Return everything in the passage on Ascot racing history from "From Russia With" down to "on public display.", copied verbatim.

__Text segment__:

━━━

An Ascot lady beats the bookies at their own game

After the First World War, betting enjoyed a huge surge in popularity. One of Ascot’s most unusual and successful bookmakers was a woman.

Mrs Helen Vernet was an heiress who had squandered her entire fortune on gambling once she was old enough to inherit, but had then made the wise decision that it was better to take bets than to make them. So she started taking bets, many from women, on her own account in the Members’ Enclosure and at the Parade Ring – until the bookmakers objected.

So successful was she that Ladbrokes suggested she represent them officially. She soon conducted all of their business on the rails and made enough to buy herself a partnership in the company.

She maintained her elegant and highly fashionable appearance throughout, and lived in extravagant style. However, obviously learning by her own early mistakes, she encouraged her many female clients to practice moderation and only bet small amounts.

Early Ascot racehorses went the extra mile… or twelve

The horses which originally raced at Ascot in the early 18th century were hunters, almost unrecognisable from the thoroughbreds we know today. They were built for strength and endurance rather than speed, which was just as well, as in those days they carried riders of about twelve stone.

Even more incredible when compared to the racing of today are the distances involved. Most races were run over four miles – but not just once. Instead, each race consisted of usually three or more four-mile heats, meaning a horse would routinely race for twelve miles or more during the course of the day.

From Russia With Love… during peacetime at least

In the 21st century, a sporting event like Royal Ascot has little to do with international politics, but in centuries past it was a forum in which kings and queens could put their allegiances on public display.

In 1844 the Royal Procession included Britain’s staunch ally Tsar Nicholas I, who enjoyed his day’s racing so much that he insisted on providing the prize each year – the Emperor’s Plate, which would replace the old Gold Cup.

However the Crimean War broke out ten years later, pitching Britain against Russia. So although the 1854 race card listed the prize for the Gold Cup as “a piece of plate value 500 sovereigns, the gift of His Majesty the Emperor of all the Russias”, no-one was particularly surprised when the trophy did not appear. It was quietly replaced with an old Gold Cup, and it goes without saying that the Tsar did not receive an invitation to The Royal Box that year.

Female racehorse owners – whatever next?

Even at the end of the 19th century, it was still accepted convention that women did not own horses in their own right. Some independent-thinking women had started to run horses under their own names, but Agnes, Duchess of Montrose, for example, entered her horses under the pseudonym “Mr Manton.”

━━━

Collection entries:
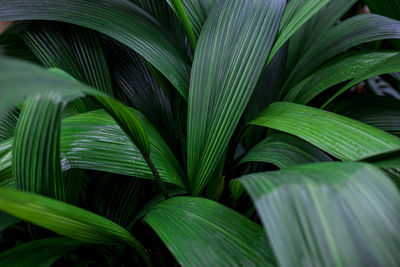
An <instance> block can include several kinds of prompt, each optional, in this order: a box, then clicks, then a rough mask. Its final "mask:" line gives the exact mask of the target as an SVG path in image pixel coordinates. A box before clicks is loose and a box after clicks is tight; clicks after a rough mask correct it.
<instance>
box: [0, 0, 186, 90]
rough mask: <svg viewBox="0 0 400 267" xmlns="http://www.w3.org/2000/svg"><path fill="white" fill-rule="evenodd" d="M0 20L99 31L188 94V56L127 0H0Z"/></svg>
mask: <svg viewBox="0 0 400 267" xmlns="http://www.w3.org/2000/svg"><path fill="white" fill-rule="evenodd" d="M0 20H56V21H62V22H67V23H72V24H77V25H80V26H83V27H87V28H90V29H93V30H96V31H99V32H101V33H103V34H105V35H108V36H110V37H112V38H114V39H116V40H118V41H120V42H121V43H123V44H125V45H127V46H129V47H130V48H132V49H133V50H135V51H136V52H137V53H139V54H140V55H141V56H143V57H144V58H145V59H146V60H148V61H149V62H150V63H151V64H153V65H154V66H155V67H156V68H157V69H158V70H159V71H160V72H161V73H163V74H164V75H165V77H167V78H168V79H169V80H170V81H171V83H172V84H173V85H174V86H175V88H176V89H177V90H178V91H179V92H180V93H181V94H182V96H183V97H185V98H186V97H187V95H188V88H189V76H190V60H189V58H188V57H187V56H186V54H185V52H184V51H183V50H182V49H181V48H180V47H179V45H178V44H177V42H176V41H175V40H174V39H173V38H172V37H171V35H170V33H169V32H168V31H166V30H165V29H163V28H162V27H161V26H160V24H159V23H158V22H157V21H156V20H155V19H154V18H153V17H151V16H150V15H149V14H147V13H146V12H145V11H144V10H143V9H141V8H139V7H138V6H136V5H135V4H132V3H129V2H128V1H120V0H109V1H97V0H60V1H51V0H16V1H11V2H10V1H7V0H0ZM132 22H134V23H132Z"/></svg>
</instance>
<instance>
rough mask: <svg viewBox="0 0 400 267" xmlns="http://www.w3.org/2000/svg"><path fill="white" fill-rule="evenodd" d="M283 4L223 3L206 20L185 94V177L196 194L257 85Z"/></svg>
mask: <svg viewBox="0 0 400 267" xmlns="http://www.w3.org/2000/svg"><path fill="white" fill-rule="evenodd" d="M284 4H285V3H284V1H281V0H273V1H269V0H263V1H232V0H227V1H225V2H224V3H222V4H220V5H218V6H216V7H215V8H214V9H213V11H212V13H211V14H210V15H209V17H208V19H207V22H206V24H205V26H204V28H203V30H202V33H201V35H200V38H199V41H198V44H197V49H196V53H195V58H194V62H193V70H192V76H191V83H190V95H189V111H188V130H187V132H188V134H187V135H188V174H189V182H190V187H191V190H192V193H193V194H195V195H196V194H199V193H200V192H201V191H202V189H203V188H204V186H205V185H206V184H207V182H208V180H209V179H210V176H211V175H212V173H213V172H214V170H215V168H216V166H217V164H218V162H219V159H220V157H221V156H222V154H223V153H224V151H225V149H226V147H227V145H228V142H229V139H230V137H231V136H232V134H233V131H234V129H235V127H236V124H237V123H238V121H239V118H240V116H241V114H242V113H243V111H244V108H245V106H246V104H247V102H248V101H249V98H250V96H251V94H252V92H253V89H254V87H255V86H256V83H257V81H258V78H259V76H260V74H261V72H262V68H263V65H264V63H265V61H266V58H267V56H268V53H269V50H270V48H271V46H272V43H273V40H274V37H275V33H276V31H277V29H278V22H279V20H280V17H281V14H282V12H283V8H284ZM221 48H223V49H221Z"/></svg>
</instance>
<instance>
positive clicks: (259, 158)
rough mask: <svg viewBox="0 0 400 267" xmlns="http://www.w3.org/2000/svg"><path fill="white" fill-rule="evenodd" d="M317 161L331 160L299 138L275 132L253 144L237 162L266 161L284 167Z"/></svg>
mask: <svg viewBox="0 0 400 267" xmlns="http://www.w3.org/2000/svg"><path fill="white" fill-rule="evenodd" d="M319 161H331V158H329V157H328V156H327V155H326V154H325V153H323V152H322V151H321V150H319V149H318V148H316V147H314V146H313V145H311V144H309V143H307V142H305V141H303V140H302V139H300V138H297V137H295V136H292V135H287V134H282V133H275V134H272V135H269V136H268V137H267V138H266V139H264V140H263V141H261V142H260V143H258V144H257V145H255V146H254V147H253V148H252V149H251V150H250V151H249V152H247V153H246V155H245V156H244V157H243V158H242V159H241V160H240V162H239V163H240V164H241V163H245V162H267V163H272V164H274V165H276V166H277V167H279V168H281V169H284V168H287V167H290V166H296V165H300V164H305V163H313V162H319Z"/></svg>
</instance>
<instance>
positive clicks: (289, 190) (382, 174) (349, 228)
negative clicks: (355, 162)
mask: <svg viewBox="0 0 400 267" xmlns="http://www.w3.org/2000/svg"><path fill="white" fill-rule="evenodd" d="M240 181H241V182H242V183H243V184H244V186H245V187H246V190H247V192H248V193H249V194H250V196H251V197H252V199H253V202H254V203H255V207H256V209H257V212H258V214H259V215H260V216H261V220H262V222H263V225H264V228H265V230H266V232H267V234H268V238H269V239H270V241H271V246H272V248H273V250H274V252H275V255H276V257H277V259H278V262H279V265H280V266H301V265H307V266H309V265H313V266H366V265H373V266H397V265H399V264H400V257H399V255H400V254H399V253H400V234H399V232H398V228H399V227H400V223H399V222H400V197H399V192H398V190H397V188H396V186H395V185H394V184H393V183H392V182H391V181H390V179H389V178H388V177H387V176H386V175H385V174H384V173H383V172H381V171H380V170H379V169H377V168H375V167H373V166H371V165H368V164H365V163H316V164H309V165H303V166H297V167H292V168H289V169H286V170H281V171H276V172H265V173H255V174H250V175H246V176H244V177H242V178H241V179H240Z"/></svg>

━━━

__Written response__:
From Russia With Love… during peacetime at least

In the 21st century, a sporting event like Royal Ascot has little to do with international politics, but in centuries past it was a forum in which kings and queens could put their allegiances on public display.